• _WHAT NEEDS TO BE DONE_
Convert the lines of all the entries below into a Markdown table with a "Number" column and a "Line" column, numbering each line and leaving out blank lines. Omit the pictures.

• _INPUT ROWS_
* * * * * * *
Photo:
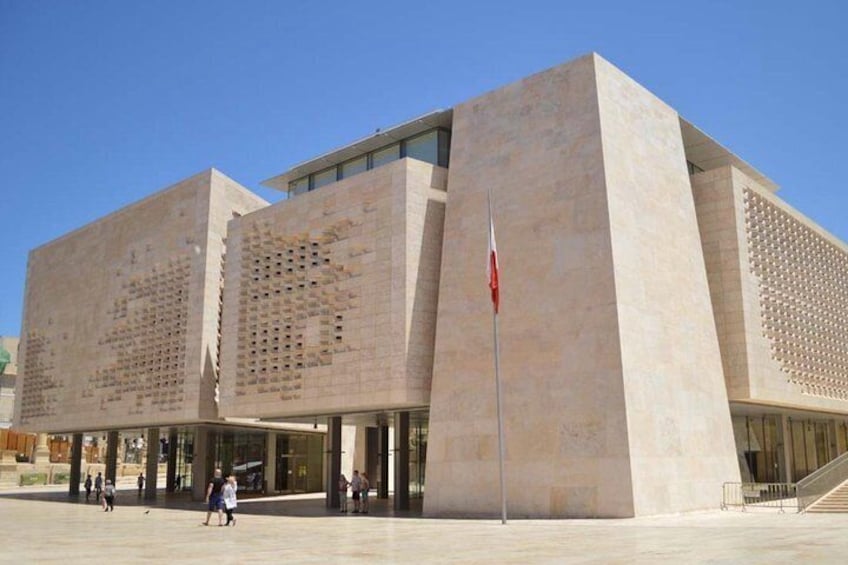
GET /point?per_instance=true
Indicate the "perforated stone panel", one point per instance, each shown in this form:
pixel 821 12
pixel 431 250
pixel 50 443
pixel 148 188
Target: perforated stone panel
pixel 330 297
pixel 40 392
pixel 803 294
pixel 292 308
pixel 148 340
pixel 122 316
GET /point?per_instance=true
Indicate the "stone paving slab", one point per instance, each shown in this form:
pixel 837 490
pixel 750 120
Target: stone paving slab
pixel 48 531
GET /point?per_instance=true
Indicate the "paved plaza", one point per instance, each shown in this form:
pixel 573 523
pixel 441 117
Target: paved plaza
pixel 44 526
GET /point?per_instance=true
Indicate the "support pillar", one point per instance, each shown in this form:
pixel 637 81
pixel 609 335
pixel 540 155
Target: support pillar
pixel 76 464
pixel 152 470
pixel 171 472
pixel 270 473
pixel 334 463
pixel 112 439
pixel 401 501
pixel 784 454
pixel 832 434
pixel 383 484
pixel 841 436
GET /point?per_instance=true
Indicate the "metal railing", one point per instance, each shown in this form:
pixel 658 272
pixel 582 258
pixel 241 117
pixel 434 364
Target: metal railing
pixel 822 481
pixel 777 496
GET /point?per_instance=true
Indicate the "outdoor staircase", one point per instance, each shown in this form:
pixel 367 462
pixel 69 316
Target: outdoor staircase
pixel 834 501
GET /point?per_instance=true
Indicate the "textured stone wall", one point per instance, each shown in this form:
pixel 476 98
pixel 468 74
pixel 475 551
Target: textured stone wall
pixel 778 285
pixel 330 297
pixel 614 403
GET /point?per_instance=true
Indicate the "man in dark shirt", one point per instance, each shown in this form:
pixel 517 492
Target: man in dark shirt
pixel 215 498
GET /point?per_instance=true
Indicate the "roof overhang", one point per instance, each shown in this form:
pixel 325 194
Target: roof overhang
pixel 380 138
pixel 707 153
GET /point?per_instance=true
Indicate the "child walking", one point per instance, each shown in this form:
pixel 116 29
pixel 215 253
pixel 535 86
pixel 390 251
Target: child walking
pixel 109 496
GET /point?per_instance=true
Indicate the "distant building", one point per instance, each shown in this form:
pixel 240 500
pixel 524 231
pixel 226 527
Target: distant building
pixel 668 323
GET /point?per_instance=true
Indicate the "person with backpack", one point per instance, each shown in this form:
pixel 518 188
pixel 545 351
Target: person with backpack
pixel 109 496
pixel 343 484
pixel 215 498
pixel 98 486
pixel 230 499
pixel 366 486
pixel 88 487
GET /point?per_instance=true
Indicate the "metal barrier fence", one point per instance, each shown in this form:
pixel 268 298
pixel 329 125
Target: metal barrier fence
pixel 777 496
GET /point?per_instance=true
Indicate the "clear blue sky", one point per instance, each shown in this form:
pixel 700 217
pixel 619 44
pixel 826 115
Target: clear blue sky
pixel 103 103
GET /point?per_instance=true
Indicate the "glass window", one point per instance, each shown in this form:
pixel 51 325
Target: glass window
pixel 354 167
pixel 424 147
pixel 324 178
pixel 386 155
pixel 299 186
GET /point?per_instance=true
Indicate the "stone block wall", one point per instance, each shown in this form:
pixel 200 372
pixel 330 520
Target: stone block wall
pixel 330 297
pixel 119 321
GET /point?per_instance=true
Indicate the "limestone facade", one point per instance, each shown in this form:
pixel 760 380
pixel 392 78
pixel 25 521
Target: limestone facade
* * * * * * *
• _COMPLETE OUTPUT_
| Number | Line |
|---|---|
| 1 | Photo: |
| 2 | GET /point?per_instance=true |
| 3 | Indicate the "perforated stone panel", one point per instance, each shown in this form: |
| 4 | pixel 821 12 |
| 5 | pixel 431 250 |
| 6 | pixel 50 443 |
| 7 | pixel 148 188 |
| 8 | Target: perforated stone panel |
| 9 | pixel 330 297 |
| 10 | pixel 40 392 |
| 11 | pixel 803 294 |
| 12 | pixel 292 308 |
| 13 | pixel 148 340 |
| 14 | pixel 122 316 |
| 15 | GET /point?per_instance=true |
| 16 | Indicate the "stone paving slab", one point per instance, each shown in this form: |
| 17 | pixel 837 490 |
| 18 | pixel 750 120 |
| 19 | Target: stone paving slab |
| 20 | pixel 48 531 |
| 21 | GET /point?per_instance=true |
| 22 | Indicate the "paved plaza", one point per instance, each shown in this form: |
| 23 | pixel 573 523 |
| 24 | pixel 441 117 |
| 25 | Target: paved plaza |
| 26 | pixel 44 526 |
| 27 | GET /point?per_instance=true |
| 28 | Indicate the "support pillar", one point per instance, each shown in this form: |
| 29 | pixel 637 81 |
| 30 | pixel 609 335 |
| 31 | pixel 540 155 |
| 32 | Target: support pillar |
| 33 | pixel 76 464 |
| 34 | pixel 152 470 |
| 35 | pixel 171 472 |
| 36 | pixel 270 473 |
| 37 | pixel 334 463 |
| 38 | pixel 112 439 |
| 39 | pixel 401 501 |
| 40 | pixel 784 454 |
| 41 | pixel 832 434 |
| 42 | pixel 383 484 |
| 43 | pixel 841 436 |
| 44 | GET /point?per_instance=true |
| 45 | Indicate the "metal railing", one point per instance, each shown in this form: |
| 46 | pixel 658 272 |
| 47 | pixel 582 258 |
| 48 | pixel 241 117 |
| 49 | pixel 434 364 |
| 50 | Target: metal railing |
| 51 | pixel 822 481 |
| 52 | pixel 777 496 |
| 53 | GET /point?per_instance=true |
| 54 | Indicate the "outdoor staircase", one point per instance, each shown in this form: |
| 55 | pixel 367 462 |
| 56 | pixel 69 316 |
| 57 | Target: outdoor staircase |
| 58 | pixel 834 501 |
| 59 | GET /point?per_instance=true |
| 60 | Indicate the "textured stone wall", one point per instance, each shown in this form: |
| 61 | pixel 476 98 |
| 62 | pixel 468 74 |
| 63 | pixel 475 551 |
| 64 | Target: textured stone wall |
| 65 | pixel 778 285 |
| 66 | pixel 330 297 |
| 67 | pixel 614 403 |
| 68 | GET /point?per_instance=true |
| 69 | Indicate the "man in dark shirt", one point per instance, each shown in this form: |
| 70 | pixel 517 492 |
| 71 | Target: man in dark shirt |
| 72 | pixel 215 498 |
| 73 | GET /point?per_instance=true |
| 74 | Indicate the "roof overhang", one point per instance, each shown in this form: |
| 75 | pixel 325 194 |
| 76 | Target: roof overhang |
| 77 | pixel 380 138 |
| 78 | pixel 707 153 |
| 79 | GET /point?per_instance=true |
| 80 | Indicate the "child walking", one point per instance, each shown in this form: |
| 81 | pixel 116 29 |
| 82 | pixel 215 253 |
| 83 | pixel 535 86 |
| 84 | pixel 390 251 |
| 85 | Target: child walking |
| 86 | pixel 109 496 |
| 87 | GET /point?per_instance=true |
| 88 | Indicate the "distant building", one point per instance, each shown in this form: |
| 89 | pixel 240 500 |
| 90 | pixel 524 231 |
| 91 | pixel 226 527 |
| 92 | Target: distant building |
| 93 | pixel 668 323 |
| 94 | GET /point?per_instance=true |
| 95 | Indicate the "person with backpack", one point per instance, each shown in this form: |
| 96 | pixel 518 188 |
| 97 | pixel 545 351 |
| 98 | Target: person with backpack |
| 99 | pixel 109 496 |
| 100 | pixel 343 484 |
| 101 | pixel 215 498 |
| 102 | pixel 98 486 |
| 103 | pixel 230 499 |
| 104 | pixel 366 486 |
| 105 | pixel 88 487 |
| 106 | GET /point?per_instance=true |
| 107 | Indicate the "metal barrier fence", one point per instance, each shown in this form: |
| 108 | pixel 268 298 |
| 109 | pixel 329 125 |
| 110 | Target: metal barrier fence |
| 111 | pixel 777 496 |
| 112 | GET /point?per_instance=true |
| 113 | Indicate the "clear blue sky", one point per instance, each shown in this form: |
| 114 | pixel 700 217 |
| 115 | pixel 619 44 |
| 116 | pixel 826 115 |
| 117 | Target: clear blue sky |
| 118 | pixel 103 103 |
| 119 | GET /point?per_instance=true |
| 120 | Indicate the "glass window", one point per instance, each shown in this form: |
| 121 | pixel 51 325 |
| 122 | Target: glass window |
| 123 | pixel 354 167 |
| 124 | pixel 424 147 |
| 125 | pixel 324 178 |
| 126 | pixel 386 155 |
| 127 | pixel 299 186 |
| 128 | GET /point?per_instance=true |
| 129 | Indicate the "stone block wall", one point per instance, each shown in this form: |
| 130 | pixel 200 372 |
| 131 | pixel 330 520 |
| 132 | Target: stone block wall |
| 133 | pixel 330 297 |
| 134 | pixel 119 321 |
| 135 | GET /point?per_instance=true |
| 136 | Indicate the "limestone facade", one point per instance, each shown in this form: |
| 137 | pixel 760 380 |
| 138 | pixel 392 78 |
| 139 | pixel 25 521 |
| 140 | Target: limestone facade |